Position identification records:
--------------------------------------------------
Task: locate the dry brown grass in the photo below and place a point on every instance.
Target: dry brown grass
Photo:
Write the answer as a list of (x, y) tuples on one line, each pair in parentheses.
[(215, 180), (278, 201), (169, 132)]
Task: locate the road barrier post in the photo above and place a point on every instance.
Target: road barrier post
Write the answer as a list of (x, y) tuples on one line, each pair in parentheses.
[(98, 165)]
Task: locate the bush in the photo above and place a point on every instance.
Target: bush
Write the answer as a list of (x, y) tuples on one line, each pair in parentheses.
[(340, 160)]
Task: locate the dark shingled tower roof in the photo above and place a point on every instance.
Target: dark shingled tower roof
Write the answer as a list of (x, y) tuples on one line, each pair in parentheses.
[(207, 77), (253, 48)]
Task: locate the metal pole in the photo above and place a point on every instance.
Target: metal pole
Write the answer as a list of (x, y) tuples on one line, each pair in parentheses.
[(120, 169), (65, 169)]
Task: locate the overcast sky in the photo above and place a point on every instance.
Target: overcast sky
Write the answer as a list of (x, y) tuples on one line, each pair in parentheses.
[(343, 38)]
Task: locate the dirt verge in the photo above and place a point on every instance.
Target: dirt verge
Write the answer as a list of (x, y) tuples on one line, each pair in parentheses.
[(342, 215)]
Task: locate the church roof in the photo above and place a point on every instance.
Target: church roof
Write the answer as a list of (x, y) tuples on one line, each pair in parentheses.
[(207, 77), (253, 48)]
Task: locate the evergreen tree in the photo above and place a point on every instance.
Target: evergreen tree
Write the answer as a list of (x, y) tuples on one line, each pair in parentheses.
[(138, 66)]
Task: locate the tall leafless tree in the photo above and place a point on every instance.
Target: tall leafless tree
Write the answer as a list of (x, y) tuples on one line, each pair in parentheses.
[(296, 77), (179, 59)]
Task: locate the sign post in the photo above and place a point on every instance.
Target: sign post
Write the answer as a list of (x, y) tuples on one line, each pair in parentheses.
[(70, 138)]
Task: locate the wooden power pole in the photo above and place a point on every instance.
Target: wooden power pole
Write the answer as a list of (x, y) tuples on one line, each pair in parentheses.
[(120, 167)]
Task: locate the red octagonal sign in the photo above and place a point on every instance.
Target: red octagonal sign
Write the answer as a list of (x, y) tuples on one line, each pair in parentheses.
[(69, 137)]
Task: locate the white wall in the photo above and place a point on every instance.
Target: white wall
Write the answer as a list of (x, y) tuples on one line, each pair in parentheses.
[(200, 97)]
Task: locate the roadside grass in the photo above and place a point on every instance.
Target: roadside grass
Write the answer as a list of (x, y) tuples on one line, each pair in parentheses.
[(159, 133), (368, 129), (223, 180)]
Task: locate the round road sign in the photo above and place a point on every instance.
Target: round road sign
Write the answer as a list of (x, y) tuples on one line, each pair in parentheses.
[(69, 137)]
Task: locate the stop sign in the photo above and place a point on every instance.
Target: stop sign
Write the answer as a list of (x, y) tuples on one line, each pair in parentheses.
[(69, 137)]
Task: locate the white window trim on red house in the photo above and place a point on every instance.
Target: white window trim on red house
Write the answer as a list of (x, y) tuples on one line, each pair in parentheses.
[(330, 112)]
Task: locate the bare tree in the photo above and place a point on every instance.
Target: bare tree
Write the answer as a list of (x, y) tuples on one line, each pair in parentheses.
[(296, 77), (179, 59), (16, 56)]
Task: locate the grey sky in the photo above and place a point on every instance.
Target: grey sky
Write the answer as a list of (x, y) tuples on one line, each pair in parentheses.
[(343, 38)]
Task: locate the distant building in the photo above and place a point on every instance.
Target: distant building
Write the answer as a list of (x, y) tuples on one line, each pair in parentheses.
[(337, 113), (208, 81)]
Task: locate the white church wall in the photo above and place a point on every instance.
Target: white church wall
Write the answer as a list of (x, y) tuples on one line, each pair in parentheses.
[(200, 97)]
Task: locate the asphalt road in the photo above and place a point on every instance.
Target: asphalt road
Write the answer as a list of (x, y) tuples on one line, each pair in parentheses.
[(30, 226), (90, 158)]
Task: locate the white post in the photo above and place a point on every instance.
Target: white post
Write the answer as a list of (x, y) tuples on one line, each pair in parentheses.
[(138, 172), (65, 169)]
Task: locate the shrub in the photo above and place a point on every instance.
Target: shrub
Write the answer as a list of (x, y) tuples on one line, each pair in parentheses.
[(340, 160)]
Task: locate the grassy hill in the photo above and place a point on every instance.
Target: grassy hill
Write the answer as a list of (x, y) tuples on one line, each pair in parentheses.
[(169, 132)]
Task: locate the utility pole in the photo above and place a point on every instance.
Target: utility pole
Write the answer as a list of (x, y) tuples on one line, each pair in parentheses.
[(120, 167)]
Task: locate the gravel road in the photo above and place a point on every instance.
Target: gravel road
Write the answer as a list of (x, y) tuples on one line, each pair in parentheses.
--------------------------------------------------
*WHAT YOU ARE ASKED TO DO*.
Convert all of the material above into a numbered list with one item per line, and leave out any blank lines.

*TASK SOLUTION*.
1. Task: locate the dry brown grass in the photo below and place a point on every instance.
2. Target: dry brown grass
3. Photo:
4. Write the answer as a list of (x, y) tuples on one line, each pair in parentheses.
5. [(215, 180), (278, 201), (169, 132)]
6. Task: locate the road barrier post in the photo above and place a point on every instance.
7. Target: road barrier post
8. Write the answer as a list of (x, y) tuples on one line, each pair in parentheses.
9. [(98, 165)]
10. Task: locate the bush in the photo above and place a point on every instance.
11. Target: bush
12. Write the answer as a list of (x, y) tuples on one line, each pair in parentheses.
13. [(340, 160)]
14. Task: locate the dark shingled tower roof in the photo above and place a point on every instance.
15. Target: dark shingled tower roof
16. Write the answer as a list of (x, y) tuples on one line, each pair in parentheses.
17. [(207, 77), (253, 48)]
18. Task: locate the metal pole in the photo above and place a point on every instance.
19. Target: metal pole
20. Write the answer as a list of (x, y) tuples on one line, each pair in parentheses.
21. [(120, 169), (65, 169)]
22. Task: locate the overcast sky in the photo above and place a point on every instance.
23. Target: overcast sky
24. Write the answer as a list of (x, y) tuples on one line, each pair in parentheses.
25. [(343, 38)]
26. Task: locate the dirt verge in the photo above and place a point on every instance.
27. Target: dirt verge
28. Write the answer as a list of (x, y) tuples on one line, each pair in parentheses.
29. [(342, 215)]
30. Task: locate the church roof in the photo above and place a point on every instance.
31. Target: church roof
32. Write the answer as a list of (x, y) tuples on one line, each pair in parentheses.
33. [(207, 77), (253, 48)]
34. Task: locate the evergreen tree in the photo above and place a point on every instance.
35. Target: evergreen tree
36. Write the answer as a list of (x, y) tuples on one line, each pair in parentheses.
37. [(138, 66)]
38. Task: locate the tall leafless tree in the photo above and place a point on every instance.
39. Target: tall leafless tree
40. Write the answer as a list of (x, y) tuples on one line, each pair in parentheses.
41. [(296, 77), (179, 59)]
42. Task: locate the sign post in the photo above and place a point on every instance.
43. Target: sign post
44. Write the answer as a list of (x, y) tuples on one line, each pair in parentheses.
45. [(70, 138)]
46. Task: locate the wooden power pole in the photo above and place a point on every instance.
47. Target: wooden power pole
48. Write the answer as a list of (x, y) tuples on one line, each pair in parentheses.
49. [(120, 167)]
50. Task: locate the red octagonal sign in the photo above and place a point on every instance.
51. Target: red octagonal sign
52. Write the answer as a list of (x, y) tuples on one line, each pair in parentheses.
53. [(69, 137)]
54. Task: locate the white wall in the photo above and place a point on every instance.
55. Target: white wall
56. Write the answer as a list of (x, y) tuples on one line, each pair in parentheses.
57. [(200, 97)]
58. Task: locate the roadside grass in the photo above and place a point on every instance.
59. Target: roadside grass
60. Write the answer as a list of (x, y) tuples on one line, each pair in parentheses.
61. [(159, 133), (368, 129), (223, 180)]
62. Task: locate the round road sign in the photo above and place a point on every instance.
63. Target: round road sign
64. Write the answer as a list of (x, y) tuples on one line, each pair in parentheses.
65. [(69, 137)]
66. Task: locate the stop sign in the photo above and place a point on every instance.
67. Target: stop sign
68. Write the answer as a list of (x, y) tuples on one line, each pair in parentheses.
69. [(69, 137)]
70. Task: locate the white window trim on red house in the photo above and place a point on every instance.
71. Target: white window trim on red house
72. Write the answer as a list of (x, y) tuples on one line, each pair in parentheses.
73. [(330, 112)]
74. Task: locate the bare tree in the photo above and place a point on every instance.
75. Target: bare tree
76. Write the answer as a list of (x, y) tuples on one line, each pair in parentheses.
77. [(296, 77), (179, 59), (16, 56)]
78. Task: locate the grey sky in the photo above and place a point on every instance.
79. Target: grey sky
80. Write the answer as a list of (x, y) tuples on one line, each pair in parentheses.
81. [(343, 38)]
82. Task: locate the distant building in the photo above and place a point on every instance.
83. Target: distant building
84. Write the answer as a list of (x, y) tuples on one line, each pair in parentheses.
85. [(337, 113), (208, 81)]
86. Task: locate the white church wall in the photo above and place a point on every instance.
87. Target: white church wall
88. Write the answer as a list of (x, y) tuples on one line, each pair in parentheses.
89. [(200, 97)]
90. Task: locate the asphalt road in the photo above and place a point on every instance.
91. Target: asphalt road
92. Write the answer as a list of (x, y) tuples on one line, each pair in parentheses.
93. [(30, 226), (90, 158)]
94. Task: locate the white post in the photo above and place a point on every instance.
95. Target: white post
96. Write the answer as a list of (x, y) tuples on one line, each pair in parentheses.
97. [(138, 172), (65, 169)]
98. Task: locate the shrub in the photo above and place a point on every instance.
99. Target: shrub
100. Write the answer as a list of (x, y) tuples on one line, each pair in parentheses.
101. [(340, 160)]
102. Task: locate the grassy hill in the photo above and place a point on every instance.
103. Target: grassy hill
104. Write the answer as a list of (x, y) tuples on one line, each pair in parentheses.
105. [(169, 132)]
106. Task: locate the utility pole in the photo above and place a point on every instance.
107. Target: utility pole
108. Write the answer as a list of (x, y) tuples on one line, each pair in parentheses.
109. [(120, 167)]
110. Task: locate the gravel road in the photo above and place a point on every instance.
111. Target: gravel road
112. Write the answer as a list of (x, y) tuples on one line, each pair in parentheses.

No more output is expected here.